[Objective] Revise the rows starting with the line that contains "One pin per instance of the cloud, set" and running through the end of the rows, replacing "Target" with "Class" and keeping everything else the same. Leave the pictures out of your answer.

Entries from a point annotation set:
==============================

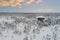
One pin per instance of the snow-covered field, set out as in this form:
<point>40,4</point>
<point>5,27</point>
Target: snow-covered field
<point>24,28</point>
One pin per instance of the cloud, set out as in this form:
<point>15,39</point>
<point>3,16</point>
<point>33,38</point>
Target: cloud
<point>29,2</point>
<point>44,10</point>
<point>39,1</point>
<point>15,3</point>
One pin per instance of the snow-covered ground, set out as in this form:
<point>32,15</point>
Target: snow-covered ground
<point>23,28</point>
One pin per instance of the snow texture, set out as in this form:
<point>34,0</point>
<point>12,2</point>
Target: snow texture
<point>29,28</point>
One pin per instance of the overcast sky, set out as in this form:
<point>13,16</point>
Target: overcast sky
<point>30,6</point>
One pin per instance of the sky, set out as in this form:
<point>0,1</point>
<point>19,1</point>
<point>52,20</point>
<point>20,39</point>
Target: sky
<point>29,5</point>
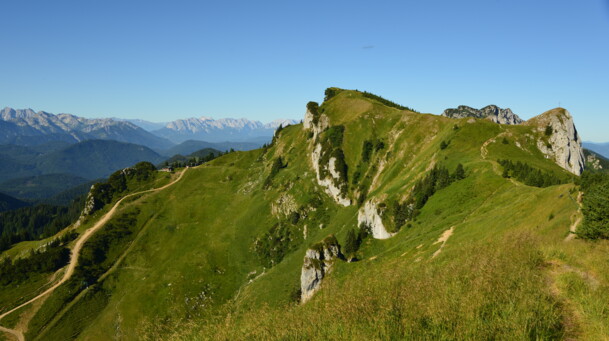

==============================

[Answer]
One pin per instance of the cloud, set out as in this form:
<point>15,39</point>
<point>3,16</point>
<point>33,38</point>
Class: cloud
<point>29,2</point>
<point>44,10</point>
<point>39,1</point>
<point>15,3</point>
One pin per instance of the snow-covered ground, set out as in this form:
<point>32,15</point>
Class: snow-covered ground
<point>23,28</point>
One pin per instance of the snow texture, set out as in this form:
<point>34,0</point>
<point>12,2</point>
Class: snow texture
<point>29,28</point>
One pin per instance of the overcast sky, set out as in this form:
<point>13,16</point>
Class: overcast sky
<point>30,6</point>
One pin per instance of the sky, set out as in this form:
<point>0,1</point>
<point>19,1</point>
<point>52,20</point>
<point>20,39</point>
Class: sky
<point>29,5</point>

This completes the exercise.